— Aim —
Arrange the lines below as a numbered list, starting at the line that contains "Could you point to the train window" and ending at the line that contains "point(13, 61)", with both of those lines included. Leave out any blank lines.

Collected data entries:
---

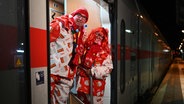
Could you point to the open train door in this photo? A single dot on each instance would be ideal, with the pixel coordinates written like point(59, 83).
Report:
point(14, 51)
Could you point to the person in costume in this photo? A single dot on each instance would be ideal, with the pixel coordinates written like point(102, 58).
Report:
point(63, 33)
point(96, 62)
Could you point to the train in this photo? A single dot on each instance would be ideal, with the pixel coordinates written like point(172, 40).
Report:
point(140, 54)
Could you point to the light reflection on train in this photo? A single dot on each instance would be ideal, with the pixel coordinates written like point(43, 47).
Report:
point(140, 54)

---

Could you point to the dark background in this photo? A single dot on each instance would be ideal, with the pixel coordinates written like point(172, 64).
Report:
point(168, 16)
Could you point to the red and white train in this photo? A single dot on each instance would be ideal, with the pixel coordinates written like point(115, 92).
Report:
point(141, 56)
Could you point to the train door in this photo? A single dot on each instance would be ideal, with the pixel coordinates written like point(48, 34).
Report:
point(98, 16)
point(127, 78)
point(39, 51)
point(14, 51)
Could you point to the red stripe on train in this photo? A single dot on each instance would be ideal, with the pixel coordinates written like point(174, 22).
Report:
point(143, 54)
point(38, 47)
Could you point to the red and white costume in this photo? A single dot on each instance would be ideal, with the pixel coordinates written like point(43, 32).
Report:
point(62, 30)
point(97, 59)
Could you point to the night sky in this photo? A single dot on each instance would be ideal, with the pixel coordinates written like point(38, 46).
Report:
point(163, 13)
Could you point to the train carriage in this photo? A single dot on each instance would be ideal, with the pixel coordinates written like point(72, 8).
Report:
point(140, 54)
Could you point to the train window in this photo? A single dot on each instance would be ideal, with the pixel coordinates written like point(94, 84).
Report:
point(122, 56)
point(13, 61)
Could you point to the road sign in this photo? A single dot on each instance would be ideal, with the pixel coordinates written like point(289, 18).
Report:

---

— Solution for this exercise —
1. Could you point to the train window in this photo? A single dot on each instance would be ideal, with the pixel coordinates written like point(94, 84).
2. Report:
3. point(122, 56)
4. point(13, 61)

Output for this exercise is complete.